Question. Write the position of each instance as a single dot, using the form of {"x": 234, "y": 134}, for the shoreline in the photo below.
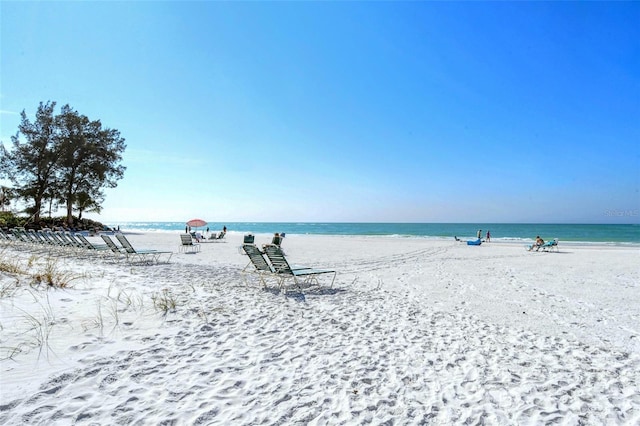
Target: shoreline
{"x": 438, "y": 327}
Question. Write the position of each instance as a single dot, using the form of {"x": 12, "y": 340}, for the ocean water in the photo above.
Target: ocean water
{"x": 613, "y": 234}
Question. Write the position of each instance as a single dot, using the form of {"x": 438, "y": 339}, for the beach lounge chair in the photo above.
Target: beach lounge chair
{"x": 218, "y": 237}
{"x": 284, "y": 270}
{"x": 187, "y": 245}
{"x": 260, "y": 265}
{"x": 550, "y": 245}
{"x": 145, "y": 255}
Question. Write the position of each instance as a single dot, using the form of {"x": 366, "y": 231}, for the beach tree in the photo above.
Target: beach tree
{"x": 6, "y": 194}
{"x": 63, "y": 159}
{"x": 89, "y": 161}
{"x": 31, "y": 165}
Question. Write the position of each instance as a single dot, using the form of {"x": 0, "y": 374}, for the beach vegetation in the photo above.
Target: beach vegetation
{"x": 61, "y": 160}
{"x": 48, "y": 273}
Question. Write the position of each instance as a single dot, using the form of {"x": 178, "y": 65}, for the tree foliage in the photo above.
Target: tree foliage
{"x": 64, "y": 158}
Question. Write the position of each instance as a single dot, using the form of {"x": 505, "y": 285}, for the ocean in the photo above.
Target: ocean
{"x": 611, "y": 234}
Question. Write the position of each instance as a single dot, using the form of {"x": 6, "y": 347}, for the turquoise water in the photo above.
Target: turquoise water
{"x": 616, "y": 234}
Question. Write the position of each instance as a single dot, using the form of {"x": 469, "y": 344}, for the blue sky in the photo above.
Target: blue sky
{"x": 345, "y": 111}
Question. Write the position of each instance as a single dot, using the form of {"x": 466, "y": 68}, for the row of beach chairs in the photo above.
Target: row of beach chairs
{"x": 68, "y": 243}
{"x": 272, "y": 263}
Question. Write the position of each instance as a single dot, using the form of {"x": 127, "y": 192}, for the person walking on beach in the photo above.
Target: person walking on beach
{"x": 539, "y": 242}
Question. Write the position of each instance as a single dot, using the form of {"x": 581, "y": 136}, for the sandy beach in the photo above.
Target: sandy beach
{"x": 413, "y": 331}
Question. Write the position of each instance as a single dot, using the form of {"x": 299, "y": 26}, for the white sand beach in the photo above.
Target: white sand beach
{"x": 414, "y": 331}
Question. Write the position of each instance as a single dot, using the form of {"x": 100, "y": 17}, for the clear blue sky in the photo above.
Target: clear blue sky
{"x": 345, "y": 111}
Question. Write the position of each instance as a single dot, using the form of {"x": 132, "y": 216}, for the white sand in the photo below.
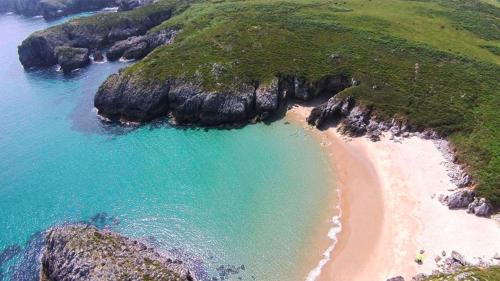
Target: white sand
{"x": 410, "y": 176}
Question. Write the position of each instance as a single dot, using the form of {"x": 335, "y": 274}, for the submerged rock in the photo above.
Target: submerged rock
{"x": 98, "y": 56}
{"x": 82, "y": 252}
{"x": 72, "y": 58}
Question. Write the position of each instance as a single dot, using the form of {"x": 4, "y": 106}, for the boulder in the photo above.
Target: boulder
{"x": 72, "y": 58}
{"x": 83, "y": 252}
{"x": 459, "y": 200}
{"x": 480, "y": 207}
{"x": 459, "y": 258}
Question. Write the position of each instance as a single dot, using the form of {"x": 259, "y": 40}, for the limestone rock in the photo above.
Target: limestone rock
{"x": 82, "y": 252}
{"x": 480, "y": 207}
{"x": 267, "y": 99}
{"x": 332, "y": 110}
{"x": 459, "y": 200}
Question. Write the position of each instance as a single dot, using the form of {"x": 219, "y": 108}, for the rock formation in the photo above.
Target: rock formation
{"x": 40, "y": 48}
{"x": 134, "y": 98}
{"x": 72, "y": 58}
{"x": 82, "y": 252}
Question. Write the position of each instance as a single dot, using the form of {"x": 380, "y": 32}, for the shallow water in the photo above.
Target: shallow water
{"x": 249, "y": 196}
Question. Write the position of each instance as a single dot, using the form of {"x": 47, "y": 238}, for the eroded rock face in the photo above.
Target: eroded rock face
{"x": 82, "y": 252}
{"x": 131, "y": 98}
{"x": 301, "y": 89}
{"x": 334, "y": 109}
{"x": 119, "y": 98}
{"x": 39, "y": 49}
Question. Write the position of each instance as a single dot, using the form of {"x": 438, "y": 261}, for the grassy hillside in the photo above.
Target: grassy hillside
{"x": 434, "y": 64}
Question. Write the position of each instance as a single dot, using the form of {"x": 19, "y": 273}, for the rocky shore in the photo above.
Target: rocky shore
{"x": 133, "y": 98}
{"x": 71, "y": 44}
{"x": 83, "y": 252}
{"x": 130, "y": 97}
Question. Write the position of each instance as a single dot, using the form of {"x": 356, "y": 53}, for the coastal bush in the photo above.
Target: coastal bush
{"x": 431, "y": 64}
{"x": 413, "y": 75}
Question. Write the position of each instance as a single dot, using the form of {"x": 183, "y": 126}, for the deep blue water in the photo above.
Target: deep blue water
{"x": 248, "y": 196}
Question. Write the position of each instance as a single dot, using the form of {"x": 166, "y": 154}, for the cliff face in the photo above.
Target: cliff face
{"x": 82, "y": 252}
{"x": 41, "y": 48}
{"x": 130, "y": 97}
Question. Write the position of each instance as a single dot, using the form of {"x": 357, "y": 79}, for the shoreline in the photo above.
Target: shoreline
{"x": 390, "y": 210}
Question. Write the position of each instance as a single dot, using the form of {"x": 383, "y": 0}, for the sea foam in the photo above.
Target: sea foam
{"x": 332, "y": 234}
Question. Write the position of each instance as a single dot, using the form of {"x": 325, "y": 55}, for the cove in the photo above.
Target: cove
{"x": 253, "y": 196}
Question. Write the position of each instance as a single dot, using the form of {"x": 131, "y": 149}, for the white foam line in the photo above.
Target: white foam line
{"x": 332, "y": 234}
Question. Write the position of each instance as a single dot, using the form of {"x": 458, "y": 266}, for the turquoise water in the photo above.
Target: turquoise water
{"x": 248, "y": 196}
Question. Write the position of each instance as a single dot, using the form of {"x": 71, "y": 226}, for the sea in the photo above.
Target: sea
{"x": 234, "y": 204}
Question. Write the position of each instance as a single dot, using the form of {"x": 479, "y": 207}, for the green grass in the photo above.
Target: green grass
{"x": 379, "y": 42}
{"x": 471, "y": 274}
{"x": 455, "y": 92}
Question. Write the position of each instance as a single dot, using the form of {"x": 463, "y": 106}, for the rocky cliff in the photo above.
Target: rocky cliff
{"x": 82, "y": 252}
{"x": 134, "y": 98}
{"x": 78, "y": 38}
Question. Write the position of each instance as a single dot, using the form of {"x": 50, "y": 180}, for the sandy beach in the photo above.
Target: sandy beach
{"x": 390, "y": 210}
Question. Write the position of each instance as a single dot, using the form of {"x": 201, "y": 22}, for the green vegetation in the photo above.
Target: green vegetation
{"x": 423, "y": 62}
{"x": 432, "y": 64}
{"x": 470, "y": 274}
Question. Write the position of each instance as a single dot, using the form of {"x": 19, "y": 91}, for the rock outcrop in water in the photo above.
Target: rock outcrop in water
{"x": 82, "y": 252}
{"x": 41, "y": 48}
{"x": 72, "y": 58}
{"x": 133, "y": 98}
{"x": 51, "y": 9}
■ ■ ■ ■ ■
**What you have to do:**
Rewrite the listing above from the line with "cliff in the photo above." up to and including its last line, requests included, scaling every x and y coordinate in the answers by 0.95 and rounding to whole numbers, with halves rounded up. Leave the numbers in the requests and their format samples unchanged.

**Answer:**
Question. Write the position of each instance as a single dot, using the form of {"x": 463, "y": 106}, for the rocky cliff in the photo above.
Target: rocky cliff
{"x": 78, "y": 239}
{"x": 127, "y": 93}
{"x": 74, "y": 36}
Question. Write the position of each instance as a single dot, using the form of {"x": 50, "y": 180}, for the sandy beach in the photo above.
Target: sandy beach
{"x": 371, "y": 200}
Question. Write the position of each instance as a single dot, using the form of {"x": 201, "y": 22}, for the green vegetation in the photo above.
Target: green vegetation
{"x": 402, "y": 59}
{"x": 410, "y": 61}
{"x": 447, "y": 260}
Question. Write the position of each instance as a single dot, using the form of {"x": 19, "y": 91}, for the rock outcrop in water in the photo above.
Target: rock outcrop in water
{"x": 78, "y": 239}
{"x": 39, "y": 46}
{"x": 68, "y": 55}
{"x": 126, "y": 93}
{"x": 48, "y": 9}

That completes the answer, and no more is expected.